§ **EXERCISE**: Copy out the entries verbatim, starting at the beginning of the entries and ending at the line containing "left=128, top=52, right=143, bottom=64".

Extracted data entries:
————

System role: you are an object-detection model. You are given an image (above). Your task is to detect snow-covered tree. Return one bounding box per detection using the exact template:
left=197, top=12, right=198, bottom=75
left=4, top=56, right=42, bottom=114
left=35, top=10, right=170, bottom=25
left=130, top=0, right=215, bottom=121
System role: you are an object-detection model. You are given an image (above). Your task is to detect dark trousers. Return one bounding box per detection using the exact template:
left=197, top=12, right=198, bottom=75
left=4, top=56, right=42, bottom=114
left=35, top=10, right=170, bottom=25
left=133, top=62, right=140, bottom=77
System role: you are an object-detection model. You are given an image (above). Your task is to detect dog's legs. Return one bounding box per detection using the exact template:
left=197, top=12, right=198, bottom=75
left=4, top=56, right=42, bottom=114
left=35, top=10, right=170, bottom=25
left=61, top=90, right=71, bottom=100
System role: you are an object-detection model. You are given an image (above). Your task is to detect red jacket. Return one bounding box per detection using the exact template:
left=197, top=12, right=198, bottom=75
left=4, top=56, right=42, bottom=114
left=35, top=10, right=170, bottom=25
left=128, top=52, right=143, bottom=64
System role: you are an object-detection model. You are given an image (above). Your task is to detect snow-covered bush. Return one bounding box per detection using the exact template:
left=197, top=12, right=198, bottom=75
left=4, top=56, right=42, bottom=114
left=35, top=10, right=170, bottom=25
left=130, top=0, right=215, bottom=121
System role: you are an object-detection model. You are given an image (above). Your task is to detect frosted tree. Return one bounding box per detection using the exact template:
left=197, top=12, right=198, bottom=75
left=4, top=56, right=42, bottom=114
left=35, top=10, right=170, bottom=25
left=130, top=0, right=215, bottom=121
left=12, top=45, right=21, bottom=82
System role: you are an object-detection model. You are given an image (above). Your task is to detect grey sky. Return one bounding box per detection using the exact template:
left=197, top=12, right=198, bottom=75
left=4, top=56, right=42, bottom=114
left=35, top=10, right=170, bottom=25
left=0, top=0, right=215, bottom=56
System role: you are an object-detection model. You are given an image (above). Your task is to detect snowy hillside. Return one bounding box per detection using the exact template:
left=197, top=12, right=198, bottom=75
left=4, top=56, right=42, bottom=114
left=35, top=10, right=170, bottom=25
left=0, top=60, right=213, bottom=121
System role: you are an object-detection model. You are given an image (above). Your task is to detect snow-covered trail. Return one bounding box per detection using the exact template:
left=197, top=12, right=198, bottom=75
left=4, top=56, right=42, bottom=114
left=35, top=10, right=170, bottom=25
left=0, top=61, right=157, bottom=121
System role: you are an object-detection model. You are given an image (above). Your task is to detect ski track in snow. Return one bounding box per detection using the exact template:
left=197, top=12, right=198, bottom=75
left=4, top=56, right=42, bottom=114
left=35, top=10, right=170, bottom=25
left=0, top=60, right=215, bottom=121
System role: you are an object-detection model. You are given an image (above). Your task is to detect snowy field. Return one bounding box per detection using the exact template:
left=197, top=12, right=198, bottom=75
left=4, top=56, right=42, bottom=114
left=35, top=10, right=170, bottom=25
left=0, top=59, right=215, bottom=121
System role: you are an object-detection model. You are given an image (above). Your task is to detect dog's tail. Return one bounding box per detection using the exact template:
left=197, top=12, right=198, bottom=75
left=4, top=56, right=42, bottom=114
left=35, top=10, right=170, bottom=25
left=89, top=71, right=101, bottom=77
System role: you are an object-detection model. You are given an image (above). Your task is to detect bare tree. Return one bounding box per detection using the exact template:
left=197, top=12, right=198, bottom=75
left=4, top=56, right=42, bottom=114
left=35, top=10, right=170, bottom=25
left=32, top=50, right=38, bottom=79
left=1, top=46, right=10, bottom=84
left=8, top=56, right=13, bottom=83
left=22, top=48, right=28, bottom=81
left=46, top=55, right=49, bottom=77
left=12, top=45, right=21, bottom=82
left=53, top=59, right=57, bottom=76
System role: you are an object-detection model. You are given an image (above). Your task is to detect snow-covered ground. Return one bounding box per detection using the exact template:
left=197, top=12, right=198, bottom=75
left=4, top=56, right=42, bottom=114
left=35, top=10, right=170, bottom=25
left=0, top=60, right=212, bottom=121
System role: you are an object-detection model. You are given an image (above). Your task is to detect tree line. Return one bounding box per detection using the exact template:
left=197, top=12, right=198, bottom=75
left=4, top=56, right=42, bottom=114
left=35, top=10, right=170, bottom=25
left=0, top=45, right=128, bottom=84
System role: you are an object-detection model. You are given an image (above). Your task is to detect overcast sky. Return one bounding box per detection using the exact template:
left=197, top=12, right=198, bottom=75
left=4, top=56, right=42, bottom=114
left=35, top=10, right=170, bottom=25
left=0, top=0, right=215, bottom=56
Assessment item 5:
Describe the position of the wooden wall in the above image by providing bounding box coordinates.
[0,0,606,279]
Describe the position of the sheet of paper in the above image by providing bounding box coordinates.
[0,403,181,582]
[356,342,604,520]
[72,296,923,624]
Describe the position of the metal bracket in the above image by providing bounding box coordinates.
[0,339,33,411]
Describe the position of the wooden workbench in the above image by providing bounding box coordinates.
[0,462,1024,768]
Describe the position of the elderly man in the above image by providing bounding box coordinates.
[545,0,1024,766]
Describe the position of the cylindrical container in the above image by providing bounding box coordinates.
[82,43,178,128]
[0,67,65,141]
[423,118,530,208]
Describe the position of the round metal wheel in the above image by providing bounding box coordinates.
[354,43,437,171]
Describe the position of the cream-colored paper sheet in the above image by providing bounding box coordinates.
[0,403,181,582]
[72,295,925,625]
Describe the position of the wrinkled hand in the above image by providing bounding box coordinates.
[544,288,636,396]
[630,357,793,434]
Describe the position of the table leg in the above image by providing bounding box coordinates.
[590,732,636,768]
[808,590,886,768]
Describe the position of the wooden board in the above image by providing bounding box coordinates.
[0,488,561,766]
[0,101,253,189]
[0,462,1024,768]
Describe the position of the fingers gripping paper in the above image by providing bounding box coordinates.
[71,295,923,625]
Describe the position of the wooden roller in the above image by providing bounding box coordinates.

————

§ **WRITTEN SOLUTION**:
System role: you are an object-detection model. You are given an image (above). Your task is to detect snow-covered tree. Return one bounding box per detection using the exact template:
left=197, top=12, right=198, bottom=75
left=4, top=56, right=42, bottom=114
left=35, top=10, right=170, bottom=25
left=130, top=0, right=215, bottom=121
System role: you are an object-detection model. You are given an image (above). Your task is to detect dark trousers. Return one bounding box per detection using the exact template:
left=197, top=12, right=198, bottom=75
left=4, top=56, right=42, bottom=114
left=35, top=10, right=170, bottom=25
left=133, top=62, right=140, bottom=77
System role: you are an object-detection model. You are given an image (above). Your task is to detect dog's legs. Return one bounding box per detection using the exact template:
left=197, top=12, right=198, bottom=75
left=4, top=56, right=42, bottom=114
left=35, top=10, right=170, bottom=25
left=61, top=90, right=71, bottom=100
System role: you are an object-detection model. You are given an image (above). Your task is to detect red jacket. Return one bounding box per detection using the exact template:
left=197, top=12, right=198, bottom=75
left=4, top=56, right=42, bottom=114
left=35, top=10, right=170, bottom=25
left=128, top=52, right=143, bottom=64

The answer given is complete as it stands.